We created an implementation plan that was communicated to all internal departments as well as customers. A comprehensive list of original v/s replacement SKUs were created. This included the switchover timing, a product/engineering change number if required and action items. We used the list to track the progress of the project.

Project Stage 4: Inventory Ramp Up/Ramp Down

Next was the inventory ramp up/ramp down phase. We created and processed product/engineering changes for the affected SKUs, analyzed consolidation and change of demand, and updated replenishment parameters in the company's materials requirements planning system. We also updated and issued a new product/sales catalog to internal and external customers. Updated forecasts were also sent to the affected raw material and packaging suppliers where impact was significant (+/- 10 percent).

Project Stage 5: Go-live

In preparation for going live, inventory of any old SKUs was reviewed weekly. We worked with Sales to sell the remaining inventory, sometimes at a discount. We flagged the deleted SKUs in the enterprise resource planning system. We monitored inventory levels for make-to-stock strategy SKUs that were being eliminated. Finally, we had Customer Service focused on providing superior service during the change-over process. The concrete deliverables of this phase were no stranded inventory and the old SKUs flagged for deletion by our master data group.

Control Plan (How to Avoid SKU Proliferation)

Now that we have successfully implemented the project, how do we make sure that what was done sticks? A key measure of success for the effort is to have a solid control plan in place that keeps the proliferation from creeping in again. Some of the key elements of the control plan are:

  • Planning and Inventory Management: Inventory of rationalized SKUs is monitored and only the agreed upon SKUs are planned to be produced.

§ **Exercise A**: In the SKU rationalization text, what level of impact caused updated forecasts to be sent to raw material and packaging suppliers?
§ **Exercise B**: Explain why the SKU rationalization text says a control plan is needed after the project has been implemented.
Answer using only the SKU rationalization text.

§ **Given entries**:

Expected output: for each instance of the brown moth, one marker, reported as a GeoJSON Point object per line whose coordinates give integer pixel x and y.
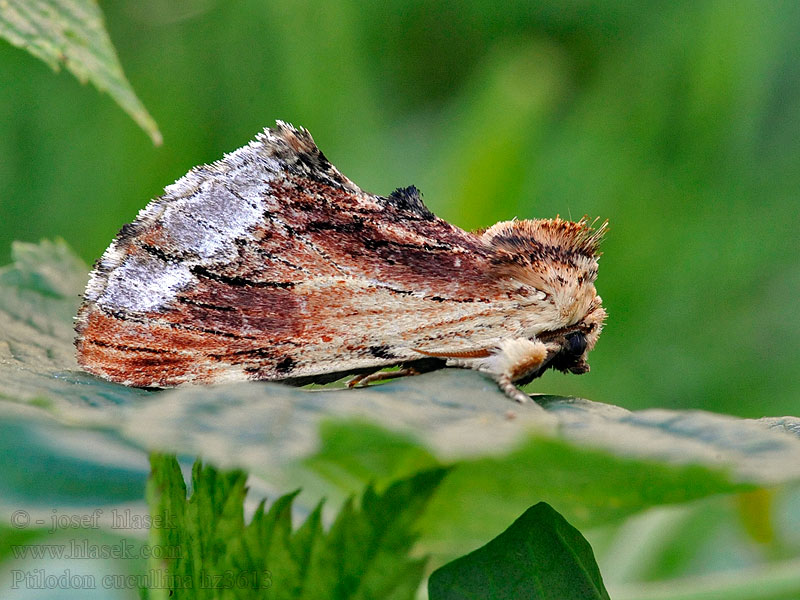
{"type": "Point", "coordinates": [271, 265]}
...
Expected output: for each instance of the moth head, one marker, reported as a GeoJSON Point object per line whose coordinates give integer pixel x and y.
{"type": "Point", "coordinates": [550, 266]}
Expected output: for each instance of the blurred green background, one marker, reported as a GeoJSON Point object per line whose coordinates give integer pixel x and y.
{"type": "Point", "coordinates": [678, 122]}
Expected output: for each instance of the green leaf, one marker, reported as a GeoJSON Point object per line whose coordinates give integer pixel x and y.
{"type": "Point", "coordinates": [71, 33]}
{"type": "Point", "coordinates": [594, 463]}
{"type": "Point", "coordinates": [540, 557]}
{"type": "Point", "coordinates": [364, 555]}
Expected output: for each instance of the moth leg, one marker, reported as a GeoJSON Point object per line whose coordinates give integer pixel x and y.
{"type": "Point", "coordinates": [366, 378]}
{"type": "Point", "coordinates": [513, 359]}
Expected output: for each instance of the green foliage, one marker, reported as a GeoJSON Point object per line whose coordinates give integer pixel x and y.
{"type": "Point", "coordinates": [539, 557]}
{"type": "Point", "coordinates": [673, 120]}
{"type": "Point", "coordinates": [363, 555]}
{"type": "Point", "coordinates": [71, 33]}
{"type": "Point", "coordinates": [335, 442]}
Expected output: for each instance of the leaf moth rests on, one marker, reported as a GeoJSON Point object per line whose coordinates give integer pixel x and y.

§ **Exercise solution A**: Updated forecasts were sent where the impact was significant, at plus or minus 10 percent.

§ **Exercise solution B**: The control plan makes sure the results of the project stick. It keeps SKU proliferation from creeping in again, and the text treats it as a key measure of the effort's success.